■ What to do:
Reproduce the entire listing below word for word, keeping every line in its original order.

■ Data extract:
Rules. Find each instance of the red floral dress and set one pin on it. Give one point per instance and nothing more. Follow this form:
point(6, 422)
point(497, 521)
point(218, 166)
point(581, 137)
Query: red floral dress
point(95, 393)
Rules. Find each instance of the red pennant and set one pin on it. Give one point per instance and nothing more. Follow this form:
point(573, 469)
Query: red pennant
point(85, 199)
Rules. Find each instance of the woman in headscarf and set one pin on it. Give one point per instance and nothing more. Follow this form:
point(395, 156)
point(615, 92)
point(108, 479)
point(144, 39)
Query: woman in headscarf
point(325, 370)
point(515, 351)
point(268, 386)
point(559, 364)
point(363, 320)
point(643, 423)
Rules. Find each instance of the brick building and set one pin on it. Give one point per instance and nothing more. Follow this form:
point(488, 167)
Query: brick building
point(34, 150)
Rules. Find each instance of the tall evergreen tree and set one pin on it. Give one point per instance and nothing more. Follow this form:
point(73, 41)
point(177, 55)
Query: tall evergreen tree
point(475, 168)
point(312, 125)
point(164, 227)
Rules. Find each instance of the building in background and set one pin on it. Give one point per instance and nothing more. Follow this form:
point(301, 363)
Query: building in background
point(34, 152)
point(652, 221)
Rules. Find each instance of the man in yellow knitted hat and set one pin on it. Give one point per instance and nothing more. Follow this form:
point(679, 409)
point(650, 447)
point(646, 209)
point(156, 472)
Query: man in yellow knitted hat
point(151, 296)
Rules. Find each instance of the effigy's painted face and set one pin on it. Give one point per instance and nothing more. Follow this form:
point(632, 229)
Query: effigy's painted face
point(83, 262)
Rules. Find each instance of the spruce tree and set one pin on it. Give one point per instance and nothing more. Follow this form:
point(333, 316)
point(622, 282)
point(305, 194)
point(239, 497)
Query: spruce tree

■ Complete response:
Rules. Find each instance of the red floral dress and set one pin on it. Give one point per instance and nothing more. Follow this form:
point(6, 422)
point(497, 521)
point(218, 166)
point(581, 137)
Query: red floral dress
point(95, 393)
Rules. Find each instance of the red pennant and set one pin on it. Give one point per instance and nothing more. Follow this form:
point(573, 469)
Query: red pennant
point(85, 199)
Rules. Find each instance of the woman in headscarf and set one pin on it. Give one point per instance and nothing more. Follow this form:
point(395, 156)
point(615, 92)
point(108, 479)
point(144, 39)
Query: woman in headscarf
point(325, 370)
point(515, 351)
point(268, 386)
point(559, 364)
point(363, 320)
point(643, 423)
Rules. Find each instance of the brick building and set one pin on it. Give one point per instance and nothing more. Follow this form:
point(488, 167)
Query: brick building
point(34, 150)
Rules. Find each instance of the tall evergreen tree and set one pin on it. Give one point per instance and nothing more. Follow this form:
point(73, 41)
point(177, 55)
Query: tall evergreen tree
point(475, 168)
point(312, 125)
point(164, 227)
Rules. Find each instance of the building in background and set one pin on it. Give one point per instance and nothing more. Follow this form:
point(301, 363)
Query: building in background
point(34, 152)
point(652, 221)
Rules. Find each instance of the man in yellow knitted hat and set one pin on it. Give one point per instance and nothing more. Follow this form:
point(679, 409)
point(650, 447)
point(646, 209)
point(156, 472)
Query: man in yellow knitted hat
point(151, 296)
Rules. Find each instance of the effigy's painted face and set one pin on it. Give one point per instance and nothing more. Follow this form:
point(632, 229)
Query: effigy's painted face
point(83, 262)
Rules. Find each instance of the spruce tree and set one pin on it. Give one point per instance and nothing more. Follow this form:
point(333, 316)
point(622, 282)
point(305, 194)
point(239, 497)
Query: spruce tree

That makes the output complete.